(RECORD SET begins)
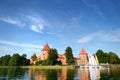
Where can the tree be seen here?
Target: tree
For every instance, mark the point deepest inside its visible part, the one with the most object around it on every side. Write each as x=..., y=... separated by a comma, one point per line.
x=52, y=56
x=113, y=58
x=34, y=57
x=23, y=59
x=102, y=56
x=5, y=60
x=69, y=56
x=15, y=60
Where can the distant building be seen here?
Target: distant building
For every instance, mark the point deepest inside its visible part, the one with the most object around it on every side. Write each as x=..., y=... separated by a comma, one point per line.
x=82, y=59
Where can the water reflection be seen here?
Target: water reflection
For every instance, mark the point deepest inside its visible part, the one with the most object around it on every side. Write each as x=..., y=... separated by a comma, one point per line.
x=51, y=74
x=60, y=74
x=11, y=73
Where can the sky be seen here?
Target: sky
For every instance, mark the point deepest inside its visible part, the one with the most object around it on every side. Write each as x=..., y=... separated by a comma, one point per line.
x=27, y=25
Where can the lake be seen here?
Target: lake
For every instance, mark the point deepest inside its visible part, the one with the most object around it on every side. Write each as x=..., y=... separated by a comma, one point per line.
x=60, y=74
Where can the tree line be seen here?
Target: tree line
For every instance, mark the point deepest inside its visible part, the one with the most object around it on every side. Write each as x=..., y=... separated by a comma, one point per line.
x=110, y=57
x=14, y=60
x=52, y=57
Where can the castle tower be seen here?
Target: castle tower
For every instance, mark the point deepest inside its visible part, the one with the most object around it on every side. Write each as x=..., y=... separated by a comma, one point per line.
x=44, y=52
x=84, y=58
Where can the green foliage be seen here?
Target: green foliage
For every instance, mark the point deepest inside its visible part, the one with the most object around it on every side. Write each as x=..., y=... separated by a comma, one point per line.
x=45, y=62
x=52, y=56
x=69, y=56
x=110, y=57
x=59, y=62
x=113, y=58
x=34, y=57
x=38, y=62
x=15, y=60
x=4, y=60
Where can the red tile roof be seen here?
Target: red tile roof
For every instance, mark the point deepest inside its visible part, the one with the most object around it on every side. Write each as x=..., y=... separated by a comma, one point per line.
x=46, y=48
x=83, y=52
x=77, y=58
x=61, y=56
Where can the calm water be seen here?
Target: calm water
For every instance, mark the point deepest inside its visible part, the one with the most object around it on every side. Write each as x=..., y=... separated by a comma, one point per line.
x=59, y=74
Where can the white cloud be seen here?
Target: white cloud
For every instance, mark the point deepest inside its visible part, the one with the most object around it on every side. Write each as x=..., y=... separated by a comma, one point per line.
x=12, y=21
x=85, y=39
x=38, y=28
x=113, y=36
x=12, y=43
x=37, y=24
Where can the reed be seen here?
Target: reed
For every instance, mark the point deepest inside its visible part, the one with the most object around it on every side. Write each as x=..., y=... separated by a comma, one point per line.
x=48, y=67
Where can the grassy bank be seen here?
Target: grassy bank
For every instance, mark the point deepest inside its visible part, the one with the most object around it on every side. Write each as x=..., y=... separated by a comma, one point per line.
x=48, y=67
(RECORD SET ends)
▸ **EXERCISE OBJECTIVE**:
Look through the entries above; copy every line holding the string "reflection".

▸ **EXERCISE SOLUTION**:
Where can the water reflection be seen here?
Target: water reflection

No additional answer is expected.